» TEXT BLOCK:
━━━━━━━━━━━━━━━━━━━━━━━━━━━━━━
Editor’s note: this list of the best XLR microphones was updated on October 25, 2022, to update formatting and add the Logitech Blue Sona to the Notable mentions section. We also added the Elgato Wave DX as a Highlight pick.
Why is the Shure SM58 the best XLR microphone for most people?
This dynamic microphone is a live performance industry standard. Intended to be either hand held or stand mounted, it’s a great functioning vocal mic for both singers and podcasters. The frequency response is designed to highlight vocals by de-emphasizing low notes and highs. Therefore, this XLR mic is not ideal for recording instruments such as bass guitar or as a drum overhead. Being a dynamic mic, the SM58 does not require phantom power, and its bulbous grille acts as a built-in pop filter. It has a cardioid pickup pattern, making it best for recording what’s placed directly in front of it.
The SM58 is affordable and durable, making it highly convenient for live shows. The microphone contains an internal shock mount, so live singers can take the mic off its stand to do air kicks during their performances, without distorting the sound.
The SM58 sounds great and can handle pretty much any performance you throw at it.
Shure SM58 speaking sample:
Shure SM58 singing sample:
Shure SM58 acoustic guitar sample:
Shure SM58 electric guitar with amp sample:
The XLR microphone with the best sound is the Rode NT1-A
This large diaphragm vocal condenser microphone is best known for its audio quality. The Rode NT1-A has an internal capsule shock mount system, and creates little internal noise—no more than 5dB(A) equivalent input noise (EIN), making it useful for recording vocals, guitars, and light percussion instruments. It has a neutral-leaning frequency response, so it reproduces audio accurately, and the slight high end emphasis improves speech intelligibility and adds “air” to vocals. The NT1-A has a cardioid polar pattern, and picks up sound the front face, making it an ideal vocal mic.
This XLR mic requires phantom power of either +24V or +48V, which needs to be purchased in the form of an interface or preamp. However, the microphone itself comes with an external pop shield, shock mount, downloadable instructional video, and 6-meter XLR cable to plug the mic into your interface. While the microphone is not very portable, it comes with a dust cover to keep it safe in your studio when not in use.
━━━━━━━━━━━━━━━━━━━━━━━━━━━━━━
(Records from a data collection)
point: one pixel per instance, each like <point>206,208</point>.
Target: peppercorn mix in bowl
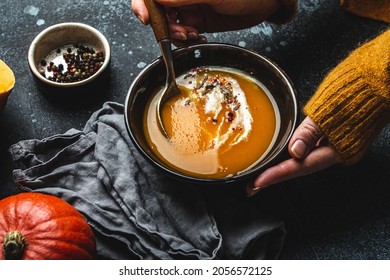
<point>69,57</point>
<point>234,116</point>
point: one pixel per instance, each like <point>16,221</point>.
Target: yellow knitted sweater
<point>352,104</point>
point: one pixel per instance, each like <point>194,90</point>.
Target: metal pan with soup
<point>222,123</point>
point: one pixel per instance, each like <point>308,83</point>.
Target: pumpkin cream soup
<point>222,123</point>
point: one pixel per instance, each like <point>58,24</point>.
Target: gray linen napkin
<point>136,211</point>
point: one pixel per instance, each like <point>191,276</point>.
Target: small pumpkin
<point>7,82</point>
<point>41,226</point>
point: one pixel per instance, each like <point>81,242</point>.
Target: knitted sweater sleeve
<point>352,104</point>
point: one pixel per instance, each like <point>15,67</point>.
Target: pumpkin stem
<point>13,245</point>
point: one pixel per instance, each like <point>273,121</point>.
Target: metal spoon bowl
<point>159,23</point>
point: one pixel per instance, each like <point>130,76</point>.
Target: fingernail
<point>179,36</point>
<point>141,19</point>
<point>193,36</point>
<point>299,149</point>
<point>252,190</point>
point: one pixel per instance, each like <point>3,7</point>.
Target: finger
━━━━━━━━━━━━━━━━━━━━━━━━━━━━━━
» EXERCISE A:
Answer these questions using the microphone review:
(i) On what date was the list updated?
(ii) What does the bulbous grille of the Shure SM58 act as?
(iii) What phantom power does the Rode NT1-A require?
» EXERCISE B:
In the entries, substitute "cardigan sleeve" for "sweater sleeve" from the line with "point: one pixel per instance, each like <point>81,242</point>." to the line with "<point>13,245</point>", and return only those lines with nothing else altered.

» FINISHED ANSWER A:
(i) October 25, 2022
(ii) A built-in pop filter
(iii) Either +24V or +48V

» FINISHED ANSWER B:
point: one pixel per instance, each like <point>81,242</point>.
Target: knitted cardigan sleeve
<point>352,104</point>
point: one pixel per instance, each like <point>15,67</point>.
Target: pumpkin stem
<point>13,245</point>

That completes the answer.